The idea that we could buy a new face without getting a face-lift got its start with Botox, a purified form of botulinum toxin that eases the appearance of wrinkles by essentially paralyzing facial muscles temporarily. Annual regimens for Botox or fillers can cost around $2,000, since the results last three to six months.

Little wonder, then, that Allergan and Medicis are aiming new products at each others' best sellers. The battle started last spring when Medicis was set to pay $3.2 billion for Inamed, a medical aesthetics firm with a promising product pipeline that included potential Restylane competitor Juvéderm and the U.S. rights to distribute Dysport (a Botox-like muscle relaxant that will be marketed here as Reloxin). Weeks before the deal was to close, Allergan, based in Irvine, Calif., swooped in and outbid Medicis by $200 million and also had to fork over $90 million to Medicis as a termination fee. "At first it was a somewhat defensive move," admits Allergan CEO Pyott. "But then I had a 'wow' moment. It was like playing poker when you know you have a winning hand."

Allergan's triumph was short-lived, though. The Federal Trade Commission challenged the company's Botox monopoly and ruled that it couldn't retain Reloxin. Guess who got the spoils? Medicis. "We lost the battle but got the product we wanted anyway," says Manny Kapur, Medicis' business director in Canada. "And we got to buy it with their money," adds Jonah Shacknai, chairman and CEO of Medicis.

[Referring expression data]
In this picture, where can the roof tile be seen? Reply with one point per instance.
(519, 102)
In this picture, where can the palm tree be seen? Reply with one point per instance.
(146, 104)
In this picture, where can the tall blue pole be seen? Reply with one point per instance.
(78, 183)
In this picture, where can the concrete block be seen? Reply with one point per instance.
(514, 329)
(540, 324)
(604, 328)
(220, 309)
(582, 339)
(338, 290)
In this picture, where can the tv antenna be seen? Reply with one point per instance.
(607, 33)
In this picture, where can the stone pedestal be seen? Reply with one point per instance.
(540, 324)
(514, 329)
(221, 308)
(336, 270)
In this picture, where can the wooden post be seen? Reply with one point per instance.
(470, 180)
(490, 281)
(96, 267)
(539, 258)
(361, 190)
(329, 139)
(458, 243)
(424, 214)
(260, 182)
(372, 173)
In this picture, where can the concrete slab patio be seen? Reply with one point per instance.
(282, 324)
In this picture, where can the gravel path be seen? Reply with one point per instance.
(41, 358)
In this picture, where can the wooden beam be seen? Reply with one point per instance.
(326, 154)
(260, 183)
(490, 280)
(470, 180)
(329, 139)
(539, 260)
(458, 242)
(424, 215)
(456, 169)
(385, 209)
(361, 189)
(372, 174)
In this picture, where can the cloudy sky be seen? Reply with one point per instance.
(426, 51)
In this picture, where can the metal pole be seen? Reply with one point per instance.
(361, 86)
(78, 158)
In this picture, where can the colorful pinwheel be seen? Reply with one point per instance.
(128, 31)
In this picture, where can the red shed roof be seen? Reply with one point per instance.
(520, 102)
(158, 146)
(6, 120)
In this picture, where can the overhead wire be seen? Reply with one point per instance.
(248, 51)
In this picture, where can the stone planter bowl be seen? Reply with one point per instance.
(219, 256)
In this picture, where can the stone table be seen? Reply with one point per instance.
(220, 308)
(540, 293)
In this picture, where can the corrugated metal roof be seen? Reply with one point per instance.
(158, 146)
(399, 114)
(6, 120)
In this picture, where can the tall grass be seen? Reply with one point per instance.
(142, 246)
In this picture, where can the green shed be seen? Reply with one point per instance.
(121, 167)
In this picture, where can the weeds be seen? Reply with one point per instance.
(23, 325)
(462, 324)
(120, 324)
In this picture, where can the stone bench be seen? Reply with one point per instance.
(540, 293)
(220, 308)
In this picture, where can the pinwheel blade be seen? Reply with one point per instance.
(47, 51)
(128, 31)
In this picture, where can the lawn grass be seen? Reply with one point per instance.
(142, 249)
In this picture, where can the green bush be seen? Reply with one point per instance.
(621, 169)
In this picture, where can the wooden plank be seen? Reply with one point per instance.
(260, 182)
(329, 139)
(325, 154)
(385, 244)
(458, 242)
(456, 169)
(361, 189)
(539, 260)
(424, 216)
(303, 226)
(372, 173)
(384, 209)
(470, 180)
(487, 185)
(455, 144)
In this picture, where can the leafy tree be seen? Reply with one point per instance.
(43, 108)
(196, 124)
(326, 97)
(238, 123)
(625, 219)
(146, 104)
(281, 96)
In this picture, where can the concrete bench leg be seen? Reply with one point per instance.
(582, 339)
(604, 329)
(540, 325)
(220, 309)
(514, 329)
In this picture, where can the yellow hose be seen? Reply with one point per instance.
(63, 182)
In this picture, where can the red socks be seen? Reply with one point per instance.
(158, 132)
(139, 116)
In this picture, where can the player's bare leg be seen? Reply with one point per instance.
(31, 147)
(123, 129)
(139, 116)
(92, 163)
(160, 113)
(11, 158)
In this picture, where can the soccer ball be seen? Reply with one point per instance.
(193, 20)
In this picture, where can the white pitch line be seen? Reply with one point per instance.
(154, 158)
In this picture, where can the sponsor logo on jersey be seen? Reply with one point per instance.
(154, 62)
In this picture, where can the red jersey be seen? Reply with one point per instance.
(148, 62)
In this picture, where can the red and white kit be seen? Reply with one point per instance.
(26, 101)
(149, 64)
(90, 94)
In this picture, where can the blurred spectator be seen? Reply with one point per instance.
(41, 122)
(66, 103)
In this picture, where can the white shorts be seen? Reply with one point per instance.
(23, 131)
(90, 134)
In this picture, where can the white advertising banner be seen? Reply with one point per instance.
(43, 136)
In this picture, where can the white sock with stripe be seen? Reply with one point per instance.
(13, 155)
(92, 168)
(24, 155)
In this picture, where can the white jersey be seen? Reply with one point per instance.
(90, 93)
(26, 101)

PROBLEM:
Answer these questions from the article about Botox and fillers:
1. How long do the results of Botox or fillers last?
2. By how much did Allergan outbid Medicis for Inamed?
3. Which agency challenged Allergan's Botox monopoly?

RESPONSE:
1. Three to six months.
2. $200 million.
3. The Federal Trade Commission.